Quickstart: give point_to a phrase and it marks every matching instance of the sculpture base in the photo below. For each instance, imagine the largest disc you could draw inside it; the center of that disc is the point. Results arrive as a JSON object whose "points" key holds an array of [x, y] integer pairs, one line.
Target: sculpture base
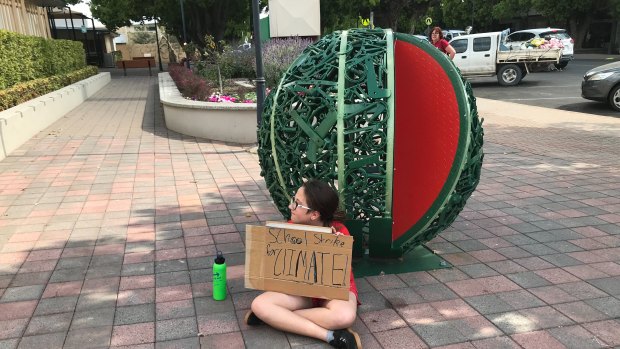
{"points": [[418, 259]]}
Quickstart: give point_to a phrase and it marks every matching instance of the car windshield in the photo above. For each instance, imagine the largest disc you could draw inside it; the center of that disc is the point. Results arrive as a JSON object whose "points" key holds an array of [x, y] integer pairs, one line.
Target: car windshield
{"points": [[562, 35]]}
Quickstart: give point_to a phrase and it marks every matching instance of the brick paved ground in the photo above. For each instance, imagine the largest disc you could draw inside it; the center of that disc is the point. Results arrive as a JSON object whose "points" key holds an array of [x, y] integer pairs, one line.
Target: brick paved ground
{"points": [[109, 223]]}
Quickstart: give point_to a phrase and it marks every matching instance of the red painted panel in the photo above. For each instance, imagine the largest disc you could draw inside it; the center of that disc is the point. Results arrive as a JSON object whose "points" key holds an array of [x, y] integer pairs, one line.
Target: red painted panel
{"points": [[426, 134]]}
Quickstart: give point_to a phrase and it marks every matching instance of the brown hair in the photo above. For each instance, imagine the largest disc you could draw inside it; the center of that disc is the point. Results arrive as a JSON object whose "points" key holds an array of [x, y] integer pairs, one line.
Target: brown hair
{"points": [[323, 199], [437, 29]]}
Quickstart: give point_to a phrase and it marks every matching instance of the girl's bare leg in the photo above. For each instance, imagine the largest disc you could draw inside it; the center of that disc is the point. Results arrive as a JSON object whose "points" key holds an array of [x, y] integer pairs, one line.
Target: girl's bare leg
{"points": [[334, 315], [278, 310]]}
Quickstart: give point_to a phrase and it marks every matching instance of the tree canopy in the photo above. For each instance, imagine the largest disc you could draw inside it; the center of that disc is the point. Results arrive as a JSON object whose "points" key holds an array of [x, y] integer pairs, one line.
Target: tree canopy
{"points": [[231, 19]]}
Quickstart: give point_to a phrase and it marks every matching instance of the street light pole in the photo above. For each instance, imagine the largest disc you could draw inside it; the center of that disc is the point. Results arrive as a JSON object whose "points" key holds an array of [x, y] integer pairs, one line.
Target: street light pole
{"points": [[260, 79], [472, 14], [161, 68], [184, 34]]}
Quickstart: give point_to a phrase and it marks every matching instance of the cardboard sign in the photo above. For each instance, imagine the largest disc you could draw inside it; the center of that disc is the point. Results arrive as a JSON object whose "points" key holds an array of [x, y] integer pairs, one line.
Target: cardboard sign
{"points": [[298, 259]]}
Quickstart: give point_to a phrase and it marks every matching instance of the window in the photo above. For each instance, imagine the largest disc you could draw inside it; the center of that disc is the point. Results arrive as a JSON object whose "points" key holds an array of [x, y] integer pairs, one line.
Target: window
{"points": [[561, 35], [482, 44], [520, 37], [459, 46]]}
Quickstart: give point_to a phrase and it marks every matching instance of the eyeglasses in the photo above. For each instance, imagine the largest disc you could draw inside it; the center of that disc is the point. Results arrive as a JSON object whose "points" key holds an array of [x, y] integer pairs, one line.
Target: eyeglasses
{"points": [[294, 204]]}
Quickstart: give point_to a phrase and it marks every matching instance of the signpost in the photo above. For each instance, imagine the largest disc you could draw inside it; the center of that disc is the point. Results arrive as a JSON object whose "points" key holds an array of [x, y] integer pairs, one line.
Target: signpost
{"points": [[298, 259]]}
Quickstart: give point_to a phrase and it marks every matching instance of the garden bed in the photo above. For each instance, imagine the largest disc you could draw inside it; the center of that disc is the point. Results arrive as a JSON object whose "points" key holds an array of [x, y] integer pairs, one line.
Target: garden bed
{"points": [[226, 122]]}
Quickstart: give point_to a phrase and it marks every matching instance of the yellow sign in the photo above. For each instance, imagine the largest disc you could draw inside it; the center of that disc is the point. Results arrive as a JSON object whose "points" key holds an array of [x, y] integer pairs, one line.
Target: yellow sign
{"points": [[298, 259]]}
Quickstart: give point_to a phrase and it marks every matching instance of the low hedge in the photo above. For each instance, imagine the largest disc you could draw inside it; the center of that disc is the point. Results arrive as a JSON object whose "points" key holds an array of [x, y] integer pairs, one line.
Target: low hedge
{"points": [[28, 90], [24, 58]]}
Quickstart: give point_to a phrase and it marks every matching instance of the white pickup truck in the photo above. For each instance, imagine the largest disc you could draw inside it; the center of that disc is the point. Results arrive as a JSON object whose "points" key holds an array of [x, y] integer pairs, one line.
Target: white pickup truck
{"points": [[483, 54]]}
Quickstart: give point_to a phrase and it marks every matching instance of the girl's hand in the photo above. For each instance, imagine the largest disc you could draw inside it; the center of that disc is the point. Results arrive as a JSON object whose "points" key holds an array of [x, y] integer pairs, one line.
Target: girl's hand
{"points": [[336, 232]]}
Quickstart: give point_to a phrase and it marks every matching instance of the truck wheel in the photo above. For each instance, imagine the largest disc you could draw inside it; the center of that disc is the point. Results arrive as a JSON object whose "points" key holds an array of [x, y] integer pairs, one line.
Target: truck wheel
{"points": [[509, 75], [614, 98]]}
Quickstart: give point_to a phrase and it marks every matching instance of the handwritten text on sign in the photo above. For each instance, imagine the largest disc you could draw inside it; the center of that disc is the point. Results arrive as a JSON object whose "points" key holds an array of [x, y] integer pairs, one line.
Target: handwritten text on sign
{"points": [[297, 260]]}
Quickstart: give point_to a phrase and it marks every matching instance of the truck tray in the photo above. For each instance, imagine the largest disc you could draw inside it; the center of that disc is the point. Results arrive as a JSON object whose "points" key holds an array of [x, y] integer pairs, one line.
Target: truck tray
{"points": [[530, 55]]}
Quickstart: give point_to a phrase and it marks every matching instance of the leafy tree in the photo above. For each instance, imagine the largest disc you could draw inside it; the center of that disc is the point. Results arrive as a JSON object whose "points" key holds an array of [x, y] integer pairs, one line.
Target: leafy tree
{"points": [[221, 19], [509, 9], [344, 14], [575, 15], [462, 13]]}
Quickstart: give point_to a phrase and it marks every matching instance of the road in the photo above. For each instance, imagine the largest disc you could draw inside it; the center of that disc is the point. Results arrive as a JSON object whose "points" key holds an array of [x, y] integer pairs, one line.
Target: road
{"points": [[552, 89]]}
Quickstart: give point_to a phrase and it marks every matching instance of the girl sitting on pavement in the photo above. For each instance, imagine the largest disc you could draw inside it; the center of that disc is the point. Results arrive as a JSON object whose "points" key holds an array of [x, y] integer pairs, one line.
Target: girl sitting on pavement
{"points": [[315, 203]]}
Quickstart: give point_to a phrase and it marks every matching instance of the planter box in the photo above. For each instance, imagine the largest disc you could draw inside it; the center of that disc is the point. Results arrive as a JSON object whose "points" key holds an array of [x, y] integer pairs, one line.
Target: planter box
{"points": [[226, 122], [24, 121]]}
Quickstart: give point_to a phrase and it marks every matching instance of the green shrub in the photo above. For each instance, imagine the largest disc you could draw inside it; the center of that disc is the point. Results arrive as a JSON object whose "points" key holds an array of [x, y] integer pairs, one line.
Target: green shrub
{"points": [[237, 64], [278, 55], [25, 91], [24, 58]]}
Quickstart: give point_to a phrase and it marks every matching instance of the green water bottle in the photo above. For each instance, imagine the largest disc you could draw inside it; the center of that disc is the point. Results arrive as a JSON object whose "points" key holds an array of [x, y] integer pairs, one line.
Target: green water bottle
{"points": [[219, 277]]}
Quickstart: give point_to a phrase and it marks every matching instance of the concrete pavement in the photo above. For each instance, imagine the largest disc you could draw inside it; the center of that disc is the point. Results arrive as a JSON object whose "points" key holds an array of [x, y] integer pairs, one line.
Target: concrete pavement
{"points": [[109, 224]]}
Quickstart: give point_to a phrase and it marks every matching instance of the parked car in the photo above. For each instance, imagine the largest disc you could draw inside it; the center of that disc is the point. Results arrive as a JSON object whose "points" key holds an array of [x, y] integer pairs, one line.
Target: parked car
{"points": [[603, 84], [450, 34], [520, 37]]}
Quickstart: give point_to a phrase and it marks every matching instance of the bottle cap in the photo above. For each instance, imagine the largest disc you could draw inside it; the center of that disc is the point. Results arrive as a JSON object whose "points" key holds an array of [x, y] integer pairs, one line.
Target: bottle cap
{"points": [[220, 258]]}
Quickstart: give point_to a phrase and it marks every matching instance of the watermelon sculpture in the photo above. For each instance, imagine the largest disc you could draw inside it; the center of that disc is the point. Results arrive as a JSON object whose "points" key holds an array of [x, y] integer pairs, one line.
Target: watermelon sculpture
{"points": [[388, 120]]}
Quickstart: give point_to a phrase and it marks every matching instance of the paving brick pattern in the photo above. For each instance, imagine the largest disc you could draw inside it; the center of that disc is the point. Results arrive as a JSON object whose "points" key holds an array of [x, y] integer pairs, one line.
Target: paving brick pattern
{"points": [[109, 224]]}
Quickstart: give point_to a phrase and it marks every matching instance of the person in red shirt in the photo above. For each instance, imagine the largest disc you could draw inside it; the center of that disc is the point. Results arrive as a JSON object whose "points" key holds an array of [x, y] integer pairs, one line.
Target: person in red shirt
{"points": [[315, 203], [442, 44]]}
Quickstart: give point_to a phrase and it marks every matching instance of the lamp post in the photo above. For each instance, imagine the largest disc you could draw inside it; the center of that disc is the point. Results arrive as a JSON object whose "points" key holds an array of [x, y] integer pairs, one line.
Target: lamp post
{"points": [[473, 7], [161, 68], [184, 34], [260, 79]]}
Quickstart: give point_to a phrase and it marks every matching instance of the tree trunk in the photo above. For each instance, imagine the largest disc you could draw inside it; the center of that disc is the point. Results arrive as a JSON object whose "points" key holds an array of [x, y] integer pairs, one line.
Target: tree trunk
{"points": [[579, 29]]}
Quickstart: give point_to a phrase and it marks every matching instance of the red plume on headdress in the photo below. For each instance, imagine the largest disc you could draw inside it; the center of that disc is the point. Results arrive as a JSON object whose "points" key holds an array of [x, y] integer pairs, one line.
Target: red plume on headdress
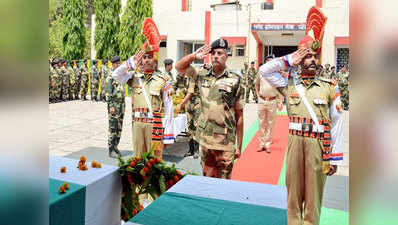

Aim — Put the part of the listing that begins with the line containing "the red plume" and runs through the end of the listing into a Markdown table with the columns Row and Line. Include both ends, number each line in the Row column, skip blank lines, and leave the pictures out.

Written reply —
| Row | Line |
|---|---|
| 1 | Quickstart: give point_to a phrase and it marks every matching instance of the red plume on headdress in the photo below. For each instance, imagine the largest disc you could draw inside it; the center of that disc is the point. Results arrive as a JSON object whose "points" key holds an array of [x, y] integer pairs, one line. |
| 2 | Target: red plume on headdress |